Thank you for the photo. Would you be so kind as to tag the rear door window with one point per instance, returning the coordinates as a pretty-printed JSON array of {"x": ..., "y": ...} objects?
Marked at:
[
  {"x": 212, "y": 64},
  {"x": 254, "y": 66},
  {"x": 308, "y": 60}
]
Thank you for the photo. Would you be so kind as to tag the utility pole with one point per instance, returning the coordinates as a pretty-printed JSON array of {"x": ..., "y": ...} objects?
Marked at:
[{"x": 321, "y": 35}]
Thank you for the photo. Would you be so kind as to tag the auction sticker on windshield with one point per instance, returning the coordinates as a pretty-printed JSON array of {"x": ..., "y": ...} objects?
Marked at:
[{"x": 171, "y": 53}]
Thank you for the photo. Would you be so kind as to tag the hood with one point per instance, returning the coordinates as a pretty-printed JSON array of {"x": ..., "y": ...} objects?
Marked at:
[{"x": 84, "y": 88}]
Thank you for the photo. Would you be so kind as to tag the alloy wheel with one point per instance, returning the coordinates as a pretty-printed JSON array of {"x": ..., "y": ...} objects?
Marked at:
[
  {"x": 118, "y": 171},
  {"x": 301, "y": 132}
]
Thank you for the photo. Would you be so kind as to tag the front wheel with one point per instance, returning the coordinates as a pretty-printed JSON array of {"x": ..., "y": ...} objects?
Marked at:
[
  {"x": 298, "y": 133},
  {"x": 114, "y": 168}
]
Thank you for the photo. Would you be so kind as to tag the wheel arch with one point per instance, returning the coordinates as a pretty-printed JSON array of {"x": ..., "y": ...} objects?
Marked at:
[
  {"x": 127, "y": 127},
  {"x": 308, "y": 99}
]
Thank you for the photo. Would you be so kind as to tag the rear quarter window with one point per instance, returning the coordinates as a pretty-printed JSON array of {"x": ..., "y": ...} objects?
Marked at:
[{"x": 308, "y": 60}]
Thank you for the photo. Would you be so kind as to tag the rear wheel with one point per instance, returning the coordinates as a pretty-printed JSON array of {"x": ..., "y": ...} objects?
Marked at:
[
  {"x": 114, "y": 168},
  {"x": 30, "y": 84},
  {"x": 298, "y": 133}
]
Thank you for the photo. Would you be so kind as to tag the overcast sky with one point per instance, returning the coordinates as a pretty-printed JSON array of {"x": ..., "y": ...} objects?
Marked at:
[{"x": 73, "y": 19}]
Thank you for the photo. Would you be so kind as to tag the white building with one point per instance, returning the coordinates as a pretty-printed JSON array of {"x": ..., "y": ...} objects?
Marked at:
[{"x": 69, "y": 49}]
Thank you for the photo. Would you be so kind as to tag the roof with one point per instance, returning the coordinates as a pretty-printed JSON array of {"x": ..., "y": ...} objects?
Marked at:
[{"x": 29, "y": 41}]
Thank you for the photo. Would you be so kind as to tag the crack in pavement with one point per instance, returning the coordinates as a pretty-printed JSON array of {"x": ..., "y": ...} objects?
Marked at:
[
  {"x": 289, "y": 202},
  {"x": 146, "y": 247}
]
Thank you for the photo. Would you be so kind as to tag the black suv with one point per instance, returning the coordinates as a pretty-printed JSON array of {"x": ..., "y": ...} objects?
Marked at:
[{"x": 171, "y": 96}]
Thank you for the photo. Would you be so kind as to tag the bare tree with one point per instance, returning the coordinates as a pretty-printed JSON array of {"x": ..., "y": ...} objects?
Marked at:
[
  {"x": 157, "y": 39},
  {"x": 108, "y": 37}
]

........

§ **OBJECTIVE**
Reproduce every one of the lines above with "pretty-printed" changed to "indented" throughout, keeping everything else identical.

§ **ANSWER**
Thank you for the photo. Would you be so kind as to tag the rear door window with one point per instance, returning the coordinates as a indented JSON array of {"x": ..., "y": ...} objects?
Marked at:
[
  {"x": 212, "y": 64},
  {"x": 254, "y": 66},
  {"x": 308, "y": 60}
]
Thank you for the photo. Would you be so kind as to tag the utility pole with one point per instance, returning the coordinates as a indented JSON array of {"x": ..., "y": ...} objects?
Marked at:
[{"x": 321, "y": 35}]
Thank you for the photo. Would you be so kind as to tag the auction sticker on windshield with one point per instance, returning the coordinates as a indented JSON array of {"x": ..., "y": ...} objects?
Marked at:
[{"x": 171, "y": 53}]
Thank you for the photo. Would you be so kind as to tag the hood with one point per instance, returning the coordinates as a indented JSON array of {"x": ..., "y": ...} objects?
Marked at:
[{"x": 84, "y": 88}]
Thank you for the photo. Would you be so kind as to tag the alloy wheel with one point per instance, returning the coordinates as a indented JSON array of {"x": ..., "y": ...} objects?
Marked at:
[
  {"x": 118, "y": 171},
  {"x": 301, "y": 132}
]
Thank you for the photo. Would you be so kind as to tag the front wheel with one point per instance, returning the coordinates as a indented JSON array of {"x": ..., "y": ...} objects?
Marked at:
[
  {"x": 298, "y": 133},
  {"x": 114, "y": 168}
]
Thank you for the photo. Would you be so kind as to tag the wheel arch with one point per instance, returning the coordinates as a indented JSON array of {"x": ..., "y": ...} objects?
Marked at:
[
  {"x": 127, "y": 127},
  {"x": 308, "y": 99}
]
Thank you for the photo. Would you be so kind as to tag the rear quarter window with one point per instance, returning the coordinates as a indented JSON array of {"x": ..., "y": ...} objects?
Marked at:
[{"x": 308, "y": 60}]
Thank you for the photo. Would you be so kind as to tag the rear wheel with one point per instance, returning the coordinates as a indented JSON array of {"x": ..., "y": ...} objects?
Marked at:
[
  {"x": 114, "y": 168},
  {"x": 30, "y": 84},
  {"x": 298, "y": 133}
]
Thank you for the photo. Would you be so kind as to tag the overcast sky with one point per instance, returning the coordinates as a indented JSON array of {"x": ..., "y": ...} objects?
Marked at:
[{"x": 73, "y": 19}]
Thank you for the photo. Would you be so kind as to tag the white building with one point per instance, returning the coordinates as a indented JSON array of {"x": ..., "y": ...} objects?
Marked at:
[{"x": 69, "y": 49}]
Thank you for the photo. Would you be so kind as to tag the roof with one point per instance, returning the coordinates as a indented JSON array of {"x": ..., "y": ...} objects?
Marked at:
[{"x": 29, "y": 41}]
Thank you for the photo. Would you be so kind as to tag the crack in pavement with one point per instance, returning the coordinates as a indented JSON array of {"x": ..., "y": ...} objects?
Marked at:
[
  {"x": 289, "y": 202},
  {"x": 146, "y": 247}
]
Thank you for the photo. Would you be so kind as to tag the black suv with one point per instance, returning the coordinates as a indented JSON array of {"x": ..., "y": ...} objects?
Marked at:
[{"x": 171, "y": 96}]
Thank you for the photo. Would you be so kind as to tag the bare tree with one point per instance, returning the coordinates as a indented JSON array of {"x": ..., "y": ...} objects?
Marked at:
[
  {"x": 157, "y": 39},
  {"x": 108, "y": 37}
]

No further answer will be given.